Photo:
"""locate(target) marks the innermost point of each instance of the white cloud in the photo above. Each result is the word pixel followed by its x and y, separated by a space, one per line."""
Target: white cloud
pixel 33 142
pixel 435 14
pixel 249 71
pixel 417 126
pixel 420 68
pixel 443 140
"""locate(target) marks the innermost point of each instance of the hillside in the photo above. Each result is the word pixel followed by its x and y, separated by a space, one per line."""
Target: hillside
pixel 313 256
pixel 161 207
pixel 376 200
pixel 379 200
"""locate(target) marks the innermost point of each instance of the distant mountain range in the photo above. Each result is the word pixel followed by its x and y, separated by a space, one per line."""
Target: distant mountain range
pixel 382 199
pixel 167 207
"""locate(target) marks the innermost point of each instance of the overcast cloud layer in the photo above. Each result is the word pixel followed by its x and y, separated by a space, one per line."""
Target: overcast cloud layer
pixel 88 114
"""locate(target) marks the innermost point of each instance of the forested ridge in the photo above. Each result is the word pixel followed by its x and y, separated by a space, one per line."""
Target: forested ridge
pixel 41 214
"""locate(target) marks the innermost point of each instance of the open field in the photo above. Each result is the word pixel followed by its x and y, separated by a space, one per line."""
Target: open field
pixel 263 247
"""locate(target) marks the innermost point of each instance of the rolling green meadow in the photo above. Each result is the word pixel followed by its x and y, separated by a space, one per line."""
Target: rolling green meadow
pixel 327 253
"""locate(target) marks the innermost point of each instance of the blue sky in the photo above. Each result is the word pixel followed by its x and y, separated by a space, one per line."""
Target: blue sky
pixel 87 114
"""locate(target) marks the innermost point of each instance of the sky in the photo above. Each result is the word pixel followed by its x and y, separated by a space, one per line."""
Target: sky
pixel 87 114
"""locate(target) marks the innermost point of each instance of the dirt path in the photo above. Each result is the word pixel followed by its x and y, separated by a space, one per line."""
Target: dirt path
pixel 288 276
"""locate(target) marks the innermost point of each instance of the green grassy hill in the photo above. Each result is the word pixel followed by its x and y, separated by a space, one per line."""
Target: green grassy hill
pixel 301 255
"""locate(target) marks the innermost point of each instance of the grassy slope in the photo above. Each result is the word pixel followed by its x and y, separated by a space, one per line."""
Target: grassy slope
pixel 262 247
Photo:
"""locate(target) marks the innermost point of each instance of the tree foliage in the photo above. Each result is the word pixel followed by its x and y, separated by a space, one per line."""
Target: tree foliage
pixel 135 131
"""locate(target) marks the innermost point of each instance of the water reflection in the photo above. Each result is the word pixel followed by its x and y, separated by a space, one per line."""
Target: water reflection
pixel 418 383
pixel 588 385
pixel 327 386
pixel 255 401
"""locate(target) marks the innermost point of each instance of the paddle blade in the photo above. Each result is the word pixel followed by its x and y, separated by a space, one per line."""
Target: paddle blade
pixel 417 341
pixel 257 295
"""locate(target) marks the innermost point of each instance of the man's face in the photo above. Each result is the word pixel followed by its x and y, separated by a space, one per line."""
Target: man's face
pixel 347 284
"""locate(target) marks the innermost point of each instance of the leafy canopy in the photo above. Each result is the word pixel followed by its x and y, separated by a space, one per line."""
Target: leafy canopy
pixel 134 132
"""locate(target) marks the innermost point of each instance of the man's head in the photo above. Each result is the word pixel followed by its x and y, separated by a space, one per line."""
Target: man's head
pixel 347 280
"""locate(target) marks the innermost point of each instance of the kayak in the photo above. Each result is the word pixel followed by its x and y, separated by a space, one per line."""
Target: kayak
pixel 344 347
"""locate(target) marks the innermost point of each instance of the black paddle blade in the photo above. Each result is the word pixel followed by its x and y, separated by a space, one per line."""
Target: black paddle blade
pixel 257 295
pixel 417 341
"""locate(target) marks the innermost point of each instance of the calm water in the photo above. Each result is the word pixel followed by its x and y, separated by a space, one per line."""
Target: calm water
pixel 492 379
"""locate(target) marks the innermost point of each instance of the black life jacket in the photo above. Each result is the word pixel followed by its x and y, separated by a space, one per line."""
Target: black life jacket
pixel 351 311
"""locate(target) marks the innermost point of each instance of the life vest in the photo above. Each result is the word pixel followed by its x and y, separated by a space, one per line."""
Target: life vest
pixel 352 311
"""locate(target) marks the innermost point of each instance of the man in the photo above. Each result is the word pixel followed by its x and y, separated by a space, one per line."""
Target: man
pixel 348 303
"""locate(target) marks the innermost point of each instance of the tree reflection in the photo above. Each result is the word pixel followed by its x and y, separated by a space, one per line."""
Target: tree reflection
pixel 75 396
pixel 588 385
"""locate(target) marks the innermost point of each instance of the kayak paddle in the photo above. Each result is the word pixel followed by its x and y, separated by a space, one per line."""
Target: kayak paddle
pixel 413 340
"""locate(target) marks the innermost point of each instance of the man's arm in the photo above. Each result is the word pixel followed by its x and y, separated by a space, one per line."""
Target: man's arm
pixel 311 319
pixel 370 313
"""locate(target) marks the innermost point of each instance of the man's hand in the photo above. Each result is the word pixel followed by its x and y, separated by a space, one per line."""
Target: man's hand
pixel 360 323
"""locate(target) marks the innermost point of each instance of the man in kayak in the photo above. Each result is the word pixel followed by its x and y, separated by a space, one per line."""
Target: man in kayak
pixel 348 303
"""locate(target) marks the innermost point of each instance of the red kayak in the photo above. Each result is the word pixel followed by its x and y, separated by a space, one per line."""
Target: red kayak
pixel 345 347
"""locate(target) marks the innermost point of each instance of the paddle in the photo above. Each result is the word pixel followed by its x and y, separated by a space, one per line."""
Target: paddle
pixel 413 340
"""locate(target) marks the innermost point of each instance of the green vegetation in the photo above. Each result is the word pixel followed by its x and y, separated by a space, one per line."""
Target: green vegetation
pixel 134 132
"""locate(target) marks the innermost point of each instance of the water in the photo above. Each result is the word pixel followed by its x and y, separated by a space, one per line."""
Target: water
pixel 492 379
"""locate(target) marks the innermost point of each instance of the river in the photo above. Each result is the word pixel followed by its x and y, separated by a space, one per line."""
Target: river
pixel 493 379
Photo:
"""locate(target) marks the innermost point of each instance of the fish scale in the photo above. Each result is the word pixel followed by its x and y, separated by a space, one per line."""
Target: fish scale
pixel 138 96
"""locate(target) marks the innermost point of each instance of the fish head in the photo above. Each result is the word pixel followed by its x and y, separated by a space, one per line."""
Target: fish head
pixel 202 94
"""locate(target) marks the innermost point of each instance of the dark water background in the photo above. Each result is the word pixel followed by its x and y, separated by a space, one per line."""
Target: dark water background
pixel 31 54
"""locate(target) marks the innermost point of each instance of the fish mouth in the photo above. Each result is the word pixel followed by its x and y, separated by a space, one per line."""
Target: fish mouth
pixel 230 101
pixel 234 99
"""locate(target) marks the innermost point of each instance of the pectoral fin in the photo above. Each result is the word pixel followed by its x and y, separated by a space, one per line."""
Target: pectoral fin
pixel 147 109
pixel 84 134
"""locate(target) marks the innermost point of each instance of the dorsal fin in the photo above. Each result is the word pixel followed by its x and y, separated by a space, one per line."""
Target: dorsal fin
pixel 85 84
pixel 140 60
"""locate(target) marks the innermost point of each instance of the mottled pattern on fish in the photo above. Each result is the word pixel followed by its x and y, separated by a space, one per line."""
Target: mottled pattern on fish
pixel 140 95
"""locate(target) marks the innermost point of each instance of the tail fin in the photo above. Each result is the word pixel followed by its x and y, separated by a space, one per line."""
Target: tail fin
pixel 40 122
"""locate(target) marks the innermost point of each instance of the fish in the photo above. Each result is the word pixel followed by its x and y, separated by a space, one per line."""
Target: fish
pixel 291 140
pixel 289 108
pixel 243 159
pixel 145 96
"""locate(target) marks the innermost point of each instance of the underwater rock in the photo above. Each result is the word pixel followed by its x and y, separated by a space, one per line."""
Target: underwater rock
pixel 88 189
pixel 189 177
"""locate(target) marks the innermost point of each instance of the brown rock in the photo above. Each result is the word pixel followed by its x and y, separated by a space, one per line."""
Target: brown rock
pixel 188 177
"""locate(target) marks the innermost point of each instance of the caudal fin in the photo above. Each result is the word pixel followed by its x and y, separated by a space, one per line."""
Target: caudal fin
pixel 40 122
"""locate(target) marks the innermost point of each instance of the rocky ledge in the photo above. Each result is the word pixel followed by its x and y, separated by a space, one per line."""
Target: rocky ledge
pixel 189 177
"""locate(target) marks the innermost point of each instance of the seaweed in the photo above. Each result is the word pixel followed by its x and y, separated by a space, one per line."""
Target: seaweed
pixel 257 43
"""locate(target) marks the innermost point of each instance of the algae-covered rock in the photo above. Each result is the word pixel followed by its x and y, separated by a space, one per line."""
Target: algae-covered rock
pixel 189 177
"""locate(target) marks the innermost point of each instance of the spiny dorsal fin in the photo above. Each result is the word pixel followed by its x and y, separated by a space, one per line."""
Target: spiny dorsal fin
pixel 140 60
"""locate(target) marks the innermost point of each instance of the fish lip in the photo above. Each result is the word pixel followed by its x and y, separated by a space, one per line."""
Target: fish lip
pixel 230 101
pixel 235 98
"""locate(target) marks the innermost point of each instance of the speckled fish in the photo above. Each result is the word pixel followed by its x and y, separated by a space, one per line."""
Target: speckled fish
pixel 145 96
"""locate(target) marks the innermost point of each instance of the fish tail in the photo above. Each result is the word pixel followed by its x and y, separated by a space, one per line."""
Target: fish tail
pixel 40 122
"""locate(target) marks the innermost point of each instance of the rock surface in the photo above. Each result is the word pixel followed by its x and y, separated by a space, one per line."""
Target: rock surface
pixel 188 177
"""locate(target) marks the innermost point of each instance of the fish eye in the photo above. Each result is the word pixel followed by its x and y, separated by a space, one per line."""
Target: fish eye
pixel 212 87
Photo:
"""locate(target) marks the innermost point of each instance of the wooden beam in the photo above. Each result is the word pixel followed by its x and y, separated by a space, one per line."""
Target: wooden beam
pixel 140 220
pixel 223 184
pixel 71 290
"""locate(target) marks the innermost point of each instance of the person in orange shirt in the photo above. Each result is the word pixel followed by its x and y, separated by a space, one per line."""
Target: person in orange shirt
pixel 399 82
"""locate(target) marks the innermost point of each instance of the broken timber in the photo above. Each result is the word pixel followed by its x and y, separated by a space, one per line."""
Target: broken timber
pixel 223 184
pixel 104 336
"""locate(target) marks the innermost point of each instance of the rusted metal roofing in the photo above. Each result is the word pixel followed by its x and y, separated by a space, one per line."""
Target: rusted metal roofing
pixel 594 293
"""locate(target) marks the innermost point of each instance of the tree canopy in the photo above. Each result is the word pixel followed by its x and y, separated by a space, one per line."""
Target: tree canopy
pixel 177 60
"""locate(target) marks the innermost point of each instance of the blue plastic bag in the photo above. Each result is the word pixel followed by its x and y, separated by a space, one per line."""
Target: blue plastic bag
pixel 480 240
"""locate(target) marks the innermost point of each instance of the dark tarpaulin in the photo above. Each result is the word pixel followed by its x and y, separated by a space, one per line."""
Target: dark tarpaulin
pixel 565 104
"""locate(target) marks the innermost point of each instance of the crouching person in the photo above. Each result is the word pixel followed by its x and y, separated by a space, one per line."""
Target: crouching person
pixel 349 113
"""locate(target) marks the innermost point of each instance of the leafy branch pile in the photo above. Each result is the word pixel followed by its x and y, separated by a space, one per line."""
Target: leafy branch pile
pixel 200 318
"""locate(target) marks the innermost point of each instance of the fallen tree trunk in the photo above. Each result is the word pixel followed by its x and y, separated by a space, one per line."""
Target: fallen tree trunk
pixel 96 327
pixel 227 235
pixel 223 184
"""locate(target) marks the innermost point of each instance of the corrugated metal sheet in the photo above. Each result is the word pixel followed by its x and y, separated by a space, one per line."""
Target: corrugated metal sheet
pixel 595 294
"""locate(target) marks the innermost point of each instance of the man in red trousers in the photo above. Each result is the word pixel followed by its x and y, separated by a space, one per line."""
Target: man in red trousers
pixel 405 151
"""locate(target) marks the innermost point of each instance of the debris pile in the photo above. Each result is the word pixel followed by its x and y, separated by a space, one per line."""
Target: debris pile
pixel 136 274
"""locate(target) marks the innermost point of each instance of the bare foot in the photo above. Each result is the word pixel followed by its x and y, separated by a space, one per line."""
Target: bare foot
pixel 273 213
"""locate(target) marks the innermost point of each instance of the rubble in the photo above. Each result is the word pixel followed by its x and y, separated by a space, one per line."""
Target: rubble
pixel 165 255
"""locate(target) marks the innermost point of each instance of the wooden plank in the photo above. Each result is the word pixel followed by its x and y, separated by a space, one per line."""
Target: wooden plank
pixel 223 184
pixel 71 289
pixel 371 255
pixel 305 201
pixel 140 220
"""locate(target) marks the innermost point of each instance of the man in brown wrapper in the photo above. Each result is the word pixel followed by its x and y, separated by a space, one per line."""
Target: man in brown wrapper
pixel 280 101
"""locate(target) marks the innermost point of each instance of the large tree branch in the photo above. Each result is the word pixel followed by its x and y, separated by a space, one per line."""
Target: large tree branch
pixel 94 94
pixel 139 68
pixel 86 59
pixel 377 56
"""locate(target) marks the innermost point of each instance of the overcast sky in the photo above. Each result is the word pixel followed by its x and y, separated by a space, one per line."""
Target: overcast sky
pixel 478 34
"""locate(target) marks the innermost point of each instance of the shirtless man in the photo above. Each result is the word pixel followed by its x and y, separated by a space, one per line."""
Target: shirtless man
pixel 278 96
******************************
What needs to be done:
Reproduce precisely the span of lines that begins at the line containing "the wooden plank" and ends with the last line of the listing.

Final result:
"""locate(target) marks the innermost point of each instance of the wooden plank in the photo above. Each result is the word pixel followed by its x and y, separated by a space, one per line."""
Target: wooden plank
pixel 223 184
pixel 71 289
pixel 371 255
pixel 305 201
pixel 140 220
"""locate(target) marks the innermost point of each instance of the man in brown wrapper in the photo above. Each result is the word pixel followed by its x and y, separated by a space, one per line."""
Target: man in brown wrapper
pixel 280 101
"""locate(target) marks the innermost point of each instance of the large tree branch in the photo above. Each result is the word pixel followed by its x and y, separated by a space, one per line."""
Target: large tree branch
pixel 94 94
pixel 139 68
pixel 86 59
pixel 377 56
"""locate(target) marks the innermost point of each instance of the overcast sky in the photo above. Each result is the word pixel followed by its x and y, separated by a space, one per line."""
Target: overcast sky
pixel 478 34
"""locate(target) marks the innermost point of each instance of the shirtless man in the photo above. Each result is the word pixel followed by its x and y, separated by a space, one per line."""
Target: shirtless man
pixel 278 96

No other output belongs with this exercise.